**Task details:**
Copy all of the data below word for word, omitting the pictures.

════

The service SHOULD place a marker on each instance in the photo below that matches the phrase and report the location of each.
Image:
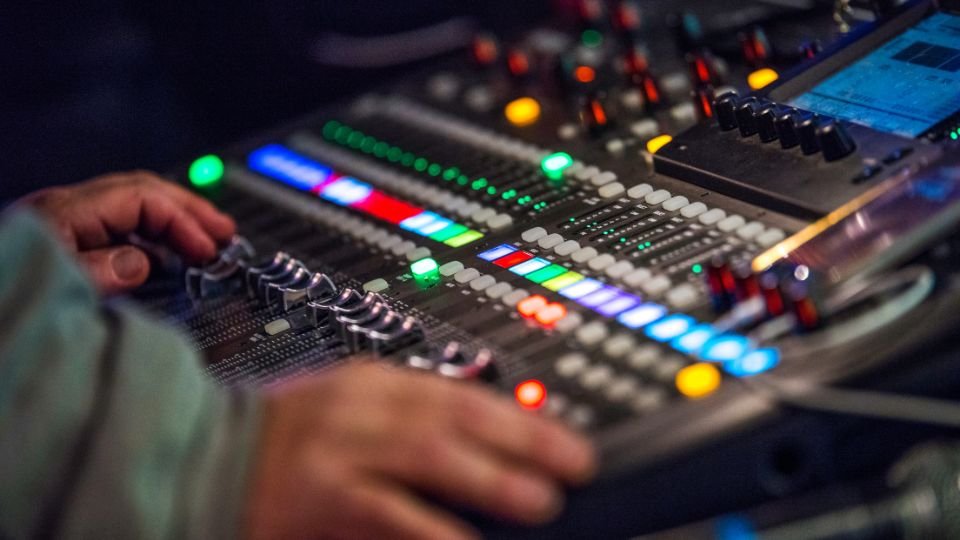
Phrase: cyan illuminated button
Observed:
(530, 266)
(725, 348)
(694, 339)
(753, 363)
(641, 315)
(670, 327)
(581, 289)
(497, 252)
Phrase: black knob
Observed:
(725, 109)
(767, 123)
(835, 142)
(787, 124)
(807, 130)
(747, 116)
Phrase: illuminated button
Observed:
(581, 289)
(675, 203)
(670, 327)
(416, 254)
(601, 262)
(466, 275)
(377, 285)
(499, 290)
(550, 241)
(610, 191)
(693, 210)
(731, 223)
(592, 333)
(522, 112)
(530, 266)
(514, 298)
(582, 255)
(534, 234)
(770, 237)
(655, 144)
(657, 197)
(698, 380)
(529, 306)
(641, 316)
(562, 281)
(482, 283)
(550, 314)
(619, 269)
(531, 394)
(451, 268)
(712, 216)
(639, 191)
(566, 248)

════

**Answer in full:**
The service SHOULD place a marker on each instance in the photo below that matches the phrase and report the location of each.
Image:
Phrase: cyan illuminated button
Observed:
(530, 266)
(725, 348)
(694, 339)
(753, 363)
(641, 315)
(670, 327)
(581, 289)
(497, 252)
Phrase: black knob
Observed:
(725, 109)
(767, 123)
(835, 142)
(787, 124)
(807, 130)
(747, 116)
Phrase: illuminated button
Observed:
(581, 289)
(675, 203)
(670, 327)
(416, 254)
(601, 262)
(466, 275)
(377, 285)
(499, 290)
(550, 241)
(610, 191)
(693, 210)
(731, 223)
(592, 333)
(522, 112)
(530, 266)
(514, 298)
(582, 255)
(534, 234)
(770, 237)
(655, 144)
(657, 197)
(698, 380)
(529, 306)
(641, 316)
(562, 281)
(482, 283)
(550, 314)
(619, 269)
(531, 394)
(451, 268)
(712, 216)
(639, 191)
(566, 248)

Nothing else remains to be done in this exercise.